### Texto de origen
____________________

Esto no debe ser olvidado al leerse los libros de Historia romana, que
coacuerdan en hacer coincidir el inicio de la grandeza de la Urbe con el
momento en que fue expulsado el último Tarquino.
Más
no era verdad. Roma había sido ya una poderosa capital en tiempos de los reyes,
y es en buena parte gracias a su obra que volverá a serlo. Los austeros
magistrados que ocuparon sus puestos y ejercieron el poder «en nombre del
pueblo», encontraron constituidas ya en ella las premisas de los futuros
triunfos: una ciudad bien organizada desde el punto de vista urbanístico y
administrativo, una población cosmopolita y llena de recursos, una élite de
técnicos de primera calidad, un Ejército experimentado, una Iglesia y una
lengua codificadas ya, una diplomacia que había hecho su aprendizaje
estableciendo y rompiendo alianzas un poco con todos los vecinos de casa.
Aquella
diplomacia fue hábil incluso en el momento de la catástrofe. Se apresuró a
estipular dos tratados: uno con Cartago para asegurarse la tranquilidad por la
parte del mar, y otro, con la Liga Latina para asegurársela por la parte de
tierra. Ambos implicaban las más radicales renuncias. En el mar, Roma
abandonaba toda pretensión sobre Córcega, Cerdeña y Sicilia, que además se
comprometía a no rebasar con sus naves y donde tan sólo podía abastecerse sin
poner los pies en ellas. Mas era una renuncia que le costaba poco, dado que no
poseía aún flota digna de este nombre.

____________________

### Datos proporcionados
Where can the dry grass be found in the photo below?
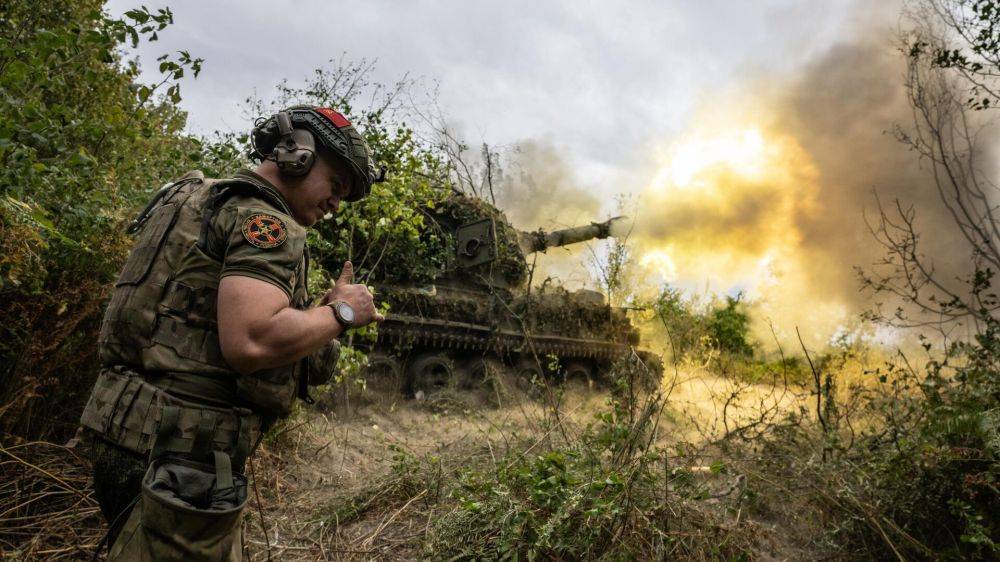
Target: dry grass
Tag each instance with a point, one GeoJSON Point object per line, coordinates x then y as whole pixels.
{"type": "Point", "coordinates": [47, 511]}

____________________

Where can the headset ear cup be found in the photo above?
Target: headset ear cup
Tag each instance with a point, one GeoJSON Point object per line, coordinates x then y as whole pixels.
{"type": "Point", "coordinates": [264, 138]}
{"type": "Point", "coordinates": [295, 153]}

____________________

### Qué se pide
a) Según el texto sobre Roma, ¿con quiénes estipuló Roma los dos tratados?
b) Copia del texto sobre Roma todo lo que va desde "Esto no debe" hasta "el último Tarquino.".

### Respuestas por tarea
a) Con Cartago y con la Liga Latina.

b)
Esto no debe ser olvidado al leerse los libros de Historia romana, que
coacuerdan en hacer coincidir el inicio de la grandeza de la Urbe con el
momento en que fue expulsado el último Tarquino.